Move every coordinate in the answers up by 64 and reproduce the lines starting with the line with "Expected: for every instance of the cloud" and going on through the line with "x=233 y=126", both included, requests and all. Give only those lines.

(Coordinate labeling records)
☆ ☆ ☆ ☆
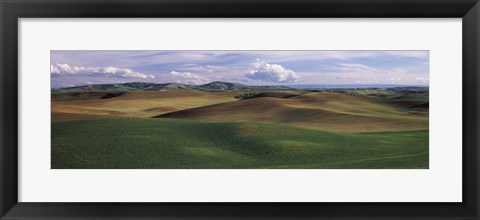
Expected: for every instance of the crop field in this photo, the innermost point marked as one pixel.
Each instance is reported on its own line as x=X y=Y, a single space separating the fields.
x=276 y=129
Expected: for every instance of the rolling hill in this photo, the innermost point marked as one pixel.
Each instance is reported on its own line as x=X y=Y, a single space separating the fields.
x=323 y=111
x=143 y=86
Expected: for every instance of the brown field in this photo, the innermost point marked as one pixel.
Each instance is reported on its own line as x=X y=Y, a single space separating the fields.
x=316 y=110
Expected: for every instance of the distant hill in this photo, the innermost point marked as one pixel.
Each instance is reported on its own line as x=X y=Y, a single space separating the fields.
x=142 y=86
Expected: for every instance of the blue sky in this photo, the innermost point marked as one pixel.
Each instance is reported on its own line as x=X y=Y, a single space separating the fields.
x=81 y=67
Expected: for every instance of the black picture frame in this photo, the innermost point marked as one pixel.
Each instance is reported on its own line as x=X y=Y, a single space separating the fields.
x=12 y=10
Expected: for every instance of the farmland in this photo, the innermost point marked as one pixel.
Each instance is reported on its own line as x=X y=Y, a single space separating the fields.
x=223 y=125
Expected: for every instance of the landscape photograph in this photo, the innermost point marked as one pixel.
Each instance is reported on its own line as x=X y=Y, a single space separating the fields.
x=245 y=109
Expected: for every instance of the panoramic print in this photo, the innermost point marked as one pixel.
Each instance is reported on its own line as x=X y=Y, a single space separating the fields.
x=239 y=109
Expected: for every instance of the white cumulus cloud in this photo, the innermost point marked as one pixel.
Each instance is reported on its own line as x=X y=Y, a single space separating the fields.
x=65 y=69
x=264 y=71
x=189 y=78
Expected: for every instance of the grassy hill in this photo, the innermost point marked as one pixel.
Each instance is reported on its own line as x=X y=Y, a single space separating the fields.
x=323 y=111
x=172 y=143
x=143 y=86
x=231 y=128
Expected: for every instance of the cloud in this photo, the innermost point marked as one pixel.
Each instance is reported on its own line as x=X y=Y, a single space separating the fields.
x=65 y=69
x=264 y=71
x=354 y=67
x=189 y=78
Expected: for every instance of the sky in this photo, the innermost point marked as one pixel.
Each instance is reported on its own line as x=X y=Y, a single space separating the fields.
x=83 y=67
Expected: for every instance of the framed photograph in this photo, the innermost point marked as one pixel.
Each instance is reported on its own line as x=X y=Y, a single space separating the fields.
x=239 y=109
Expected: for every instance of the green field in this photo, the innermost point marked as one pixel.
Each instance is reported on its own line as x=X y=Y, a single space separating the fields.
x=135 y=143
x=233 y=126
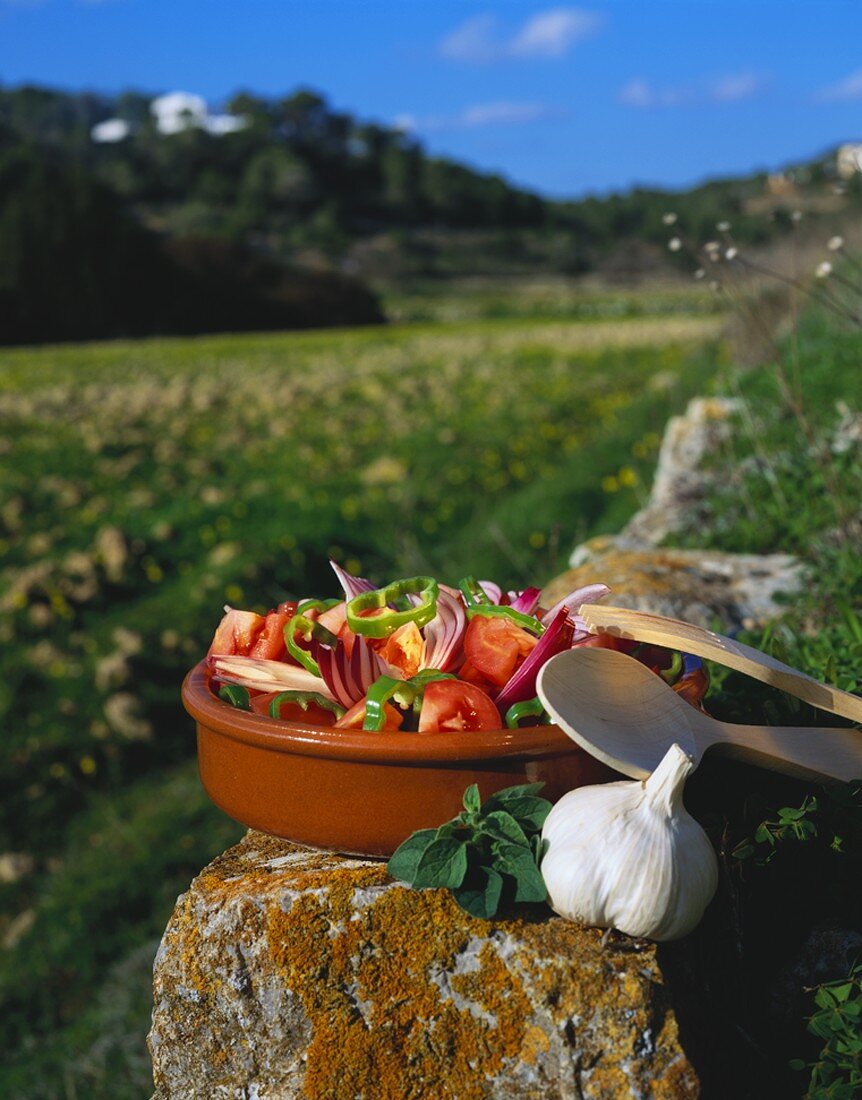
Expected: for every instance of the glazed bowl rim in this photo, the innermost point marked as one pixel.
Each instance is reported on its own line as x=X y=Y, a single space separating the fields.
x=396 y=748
☆ ☆ ☆ ☆
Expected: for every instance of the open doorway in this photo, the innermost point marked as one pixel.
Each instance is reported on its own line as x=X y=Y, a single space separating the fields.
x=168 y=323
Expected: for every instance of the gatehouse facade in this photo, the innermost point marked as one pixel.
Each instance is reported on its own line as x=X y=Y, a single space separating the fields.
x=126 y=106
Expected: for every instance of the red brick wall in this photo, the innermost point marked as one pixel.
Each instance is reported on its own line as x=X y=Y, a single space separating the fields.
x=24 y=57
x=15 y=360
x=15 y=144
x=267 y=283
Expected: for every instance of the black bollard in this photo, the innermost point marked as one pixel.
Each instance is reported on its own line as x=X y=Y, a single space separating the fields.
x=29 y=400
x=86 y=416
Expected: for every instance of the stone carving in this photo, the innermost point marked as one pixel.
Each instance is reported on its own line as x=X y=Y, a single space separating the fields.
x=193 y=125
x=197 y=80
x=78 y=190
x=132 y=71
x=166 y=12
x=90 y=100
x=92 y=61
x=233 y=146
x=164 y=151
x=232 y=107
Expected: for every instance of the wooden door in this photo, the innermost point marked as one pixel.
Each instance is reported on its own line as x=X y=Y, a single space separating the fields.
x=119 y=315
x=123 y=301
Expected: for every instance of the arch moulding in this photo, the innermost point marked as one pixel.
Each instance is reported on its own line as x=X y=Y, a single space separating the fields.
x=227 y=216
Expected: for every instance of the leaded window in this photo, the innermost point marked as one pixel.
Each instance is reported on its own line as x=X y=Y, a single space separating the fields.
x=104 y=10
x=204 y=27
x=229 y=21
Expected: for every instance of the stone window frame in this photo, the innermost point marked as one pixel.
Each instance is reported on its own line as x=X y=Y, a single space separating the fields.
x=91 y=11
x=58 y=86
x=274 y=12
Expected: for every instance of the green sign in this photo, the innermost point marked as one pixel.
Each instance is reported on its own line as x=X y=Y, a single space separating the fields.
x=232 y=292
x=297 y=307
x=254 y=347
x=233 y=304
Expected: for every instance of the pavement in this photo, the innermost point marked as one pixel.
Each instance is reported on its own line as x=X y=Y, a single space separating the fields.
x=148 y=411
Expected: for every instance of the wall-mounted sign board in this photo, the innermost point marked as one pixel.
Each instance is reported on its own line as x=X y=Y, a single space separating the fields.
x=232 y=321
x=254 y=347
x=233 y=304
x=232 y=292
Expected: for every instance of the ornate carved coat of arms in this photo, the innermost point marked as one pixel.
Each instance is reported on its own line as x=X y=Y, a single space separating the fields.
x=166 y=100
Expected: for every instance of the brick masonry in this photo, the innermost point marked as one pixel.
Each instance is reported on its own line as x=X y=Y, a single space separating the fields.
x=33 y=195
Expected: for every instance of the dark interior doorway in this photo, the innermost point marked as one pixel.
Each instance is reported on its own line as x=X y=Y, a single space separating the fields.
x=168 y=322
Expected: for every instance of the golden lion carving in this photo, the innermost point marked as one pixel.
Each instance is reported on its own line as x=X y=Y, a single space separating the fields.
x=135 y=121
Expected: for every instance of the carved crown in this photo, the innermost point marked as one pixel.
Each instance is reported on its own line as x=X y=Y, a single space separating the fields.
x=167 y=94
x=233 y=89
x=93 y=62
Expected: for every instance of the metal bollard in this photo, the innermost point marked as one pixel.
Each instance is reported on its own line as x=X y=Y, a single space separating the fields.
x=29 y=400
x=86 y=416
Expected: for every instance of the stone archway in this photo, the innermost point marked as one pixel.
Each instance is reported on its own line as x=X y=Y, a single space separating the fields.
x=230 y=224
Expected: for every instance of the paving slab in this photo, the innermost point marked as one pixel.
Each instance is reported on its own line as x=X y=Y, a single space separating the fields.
☆ ☆ ☆ ☆
§ **Response**
Expected: for every instance of the cloud in this photo, the innermost point marked as one pixel.
Each instance is reported on its own line as x=X y=Y, a single space separating the fields.
x=129 y=133
x=328 y=135
x=418 y=131
x=253 y=142
Expected: for every instance of the sky in this photo, the innermost point marked as one pixel.
Each instance is reported on its own line as x=X y=Y, a single space separating the fields.
x=147 y=131
Expected: for every instance of the framed photograph in this photo, the innermost point marked as one pixel.
Each instance is reported on its own line as x=X y=Y, a single space separating the fields.
x=303 y=173
Expected: for every instance of the green field in this photo, the innermost point marked as one pixel.
Each instance is reported on its own line as x=X y=Y, a single space separating the fields.
x=199 y=207
x=297 y=190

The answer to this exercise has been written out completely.